Record extracts:
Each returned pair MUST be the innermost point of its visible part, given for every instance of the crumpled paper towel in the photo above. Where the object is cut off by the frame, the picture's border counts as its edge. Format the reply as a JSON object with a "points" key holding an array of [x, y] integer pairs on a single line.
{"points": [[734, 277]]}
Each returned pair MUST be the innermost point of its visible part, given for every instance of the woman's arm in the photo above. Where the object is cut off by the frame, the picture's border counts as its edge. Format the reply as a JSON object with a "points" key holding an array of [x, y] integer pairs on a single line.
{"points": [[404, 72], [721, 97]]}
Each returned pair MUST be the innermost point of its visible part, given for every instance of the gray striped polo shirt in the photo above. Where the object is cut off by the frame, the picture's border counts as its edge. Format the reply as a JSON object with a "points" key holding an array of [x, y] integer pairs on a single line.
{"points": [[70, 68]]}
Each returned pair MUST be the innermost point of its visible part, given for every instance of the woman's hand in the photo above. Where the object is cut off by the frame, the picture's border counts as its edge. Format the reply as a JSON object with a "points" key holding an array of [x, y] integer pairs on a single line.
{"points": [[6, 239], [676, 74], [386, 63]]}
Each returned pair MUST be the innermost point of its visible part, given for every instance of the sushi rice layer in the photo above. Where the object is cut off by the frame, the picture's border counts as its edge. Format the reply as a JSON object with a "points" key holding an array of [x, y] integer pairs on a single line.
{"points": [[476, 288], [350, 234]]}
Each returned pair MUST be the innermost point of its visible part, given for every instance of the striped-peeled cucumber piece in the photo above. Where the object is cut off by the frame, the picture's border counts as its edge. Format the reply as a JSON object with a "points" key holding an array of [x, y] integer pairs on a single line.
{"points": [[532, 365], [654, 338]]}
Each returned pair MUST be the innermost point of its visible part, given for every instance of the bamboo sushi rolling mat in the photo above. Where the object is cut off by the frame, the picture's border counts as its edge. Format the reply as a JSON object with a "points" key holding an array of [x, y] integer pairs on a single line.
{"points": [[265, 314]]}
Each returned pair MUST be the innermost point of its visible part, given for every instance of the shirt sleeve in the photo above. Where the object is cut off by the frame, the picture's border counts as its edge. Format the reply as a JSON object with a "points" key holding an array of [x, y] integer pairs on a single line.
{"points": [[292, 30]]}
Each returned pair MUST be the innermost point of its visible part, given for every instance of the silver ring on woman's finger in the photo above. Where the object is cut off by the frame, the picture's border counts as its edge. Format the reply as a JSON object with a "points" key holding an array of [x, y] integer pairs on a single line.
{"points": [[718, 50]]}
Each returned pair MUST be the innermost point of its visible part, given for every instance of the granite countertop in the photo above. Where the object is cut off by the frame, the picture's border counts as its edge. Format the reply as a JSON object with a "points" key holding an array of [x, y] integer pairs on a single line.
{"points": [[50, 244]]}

Instructions for the task: Please transcribe the data shown above in full, exactly as it stands.

Task output:
Each returned pair MUST be the innermost point of its visible part, given for every instance of the crumpled paper towel in the photo above. Where the object is cut off by the frame, the picture's border counts as its edge. Format the reply as a JSON object with a "points" key holding an array of [x, y] integer pairs on a single line.
{"points": [[734, 277]]}
Each returned pair MUST be the innermost point of its visible part, given for every instance of the woman's arm in the photo above. Where the object is cut off by the frame, the picture's border counts as its edge. Format the reply as a JSON object with a "points" key holding an array of [x, y] integer pairs on a single line.
{"points": [[404, 72], [721, 97]]}
Each returned pair MUST be the innermost point of its visible part, given for every instance of the gray striped polo shirt in the photo above. Where the object is cut off by the frame, the picture's border counts as its edge. Format the reply as a JSON object with a "points" key holding an array of [x, y] integer pairs on a single line.
{"points": [[70, 68]]}
Each returned pair MUST be the innermost point of its visible part, given for every instance of the woman's hand in the photo above. Where the object is cut off by the frame, the picture's border counts as its edge. Format the reply as a JSON object with a "points" key holding an array of [x, y] integer pairs on a single line.
{"points": [[6, 239], [676, 74], [386, 63]]}
Each returned pair MUST be the innermost point of its visible part, given for every instance of the sushi rice layer in the photo above. Where the object is cut off by the frame, the picture's border counts as its edge. Format the reply as a JSON object with a "points" key holding an array of [x, y] integer pairs on a single line.
{"points": [[476, 288], [350, 234]]}
Each returned pair MUST be the innermost point of its visible part, given for every instance of the striped-peeled cucumber piece in the photo above. Where the object is cut off by the frame, the picture's border counts as its edge. Format the reply as a JSON object with a "points" key holding an array of [x, y] integer pairs on a single line.
{"points": [[532, 365], [654, 338]]}
Each returned pair MUST be the innermost point of its visible part, given for every instance of the bamboo sushi rolling mat in the photo above. Where the object is cut off by the frame, the picture's border counts as its edge. Format the reply as a JSON object with a "points" key holding an array of [x, y] integer pairs on a single line.
{"points": [[265, 314]]}
Each returned pair MUST be the innermost point of its visible part, given for every instance of the shirt sleeve in the photo above. Where the object is cut off by the frame, the picture's border counts as its edge. Format the reply as a JSON object with a "points" key holding an array of [x, y] integer pairs on a single line.
{"points": [[292, 30]]}
Each returned pair MUST be the innermost point of its visible part, given for every instance of the silver ring on woman's finger in the photo above. Where the object is cut off by the frame, the picture's border counts as its edge. Format the reply as a JSON object with a "points" key holding an array of [x, y] integer pairs on a single line.
{"points": [[718, 50]]}
Each returned pair MUST be the innermost point of its visible part, given for every instance of the granite countertop in the photo above. Where the object is cut off by the frame, the picture's border counts as its edge. Format the reply as a JSON object with a "points" key holding an array of [x, y] integer pairs on a single line.
{"points": [[50, 244]]}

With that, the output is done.